> _Supplied information_:
◆ ◆ ◆ ◆ ◆ ◆ ◆

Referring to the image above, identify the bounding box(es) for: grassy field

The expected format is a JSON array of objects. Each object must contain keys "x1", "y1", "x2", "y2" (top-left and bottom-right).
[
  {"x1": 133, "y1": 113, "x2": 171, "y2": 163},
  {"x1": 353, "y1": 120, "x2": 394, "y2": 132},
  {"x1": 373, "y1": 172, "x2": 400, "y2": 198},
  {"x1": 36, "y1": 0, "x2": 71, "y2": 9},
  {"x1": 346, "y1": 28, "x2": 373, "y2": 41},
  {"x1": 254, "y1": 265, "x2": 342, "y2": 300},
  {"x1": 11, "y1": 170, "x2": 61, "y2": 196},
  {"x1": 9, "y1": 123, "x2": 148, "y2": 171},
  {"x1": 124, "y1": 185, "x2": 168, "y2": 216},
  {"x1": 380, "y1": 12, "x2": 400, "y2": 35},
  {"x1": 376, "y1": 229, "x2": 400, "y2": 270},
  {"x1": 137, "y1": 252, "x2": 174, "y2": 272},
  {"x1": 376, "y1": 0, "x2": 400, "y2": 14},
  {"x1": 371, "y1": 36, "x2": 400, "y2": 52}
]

◆ ◆ ◆ ◆ ◆ ◆ ◆

Extract every record and return it verbatim.

Referring to the image above, identify the bounding box(es) for: grassy field

The expected format is a JSON array of objects. Each object must contain keys "x1", "y1", "x2", "y2" (top-left and bottom-right).
[
  {"x1": 133, "y1": 113, "x2": 171, "y2": 163},
  {"x1": 353, "y1": 120, "x2": 394, "y2": 132},
  {"x1": 373, "y1": 172, "x2": 400, "y2": 198},
  {"x1": 36, "y1": 0, "x2": 71, "y2": 9},
  {"x1": 346, "y1": 28, "x2": 373, "y2": 41},
  {"x1": 254, "y1": 265, "x2": 342, "y2": 300},
  {"x1": 11, "y1": 170, "x2": 61, "y2": 196},
  {"x1": 9, "y1": 123, "x2": 148, "y2": 171},
  {"x1": 124, "y1": 185, "x2": 168, "y2": 216},
  {"x1": 380, "y1": 12, "x2": 400, "y2": 35},
  {"x1": 376, "y1": 229, "x2": 400, "y2": 270},
  {"x1": 137, "y1": 252, "x2": 174, "y2": 272},
  {"x1": 376, "y1": 0, "x2": 400, "y2": 14},
  {"x1": 371, "y1": 36, "x2": 400, "y2": 52}
]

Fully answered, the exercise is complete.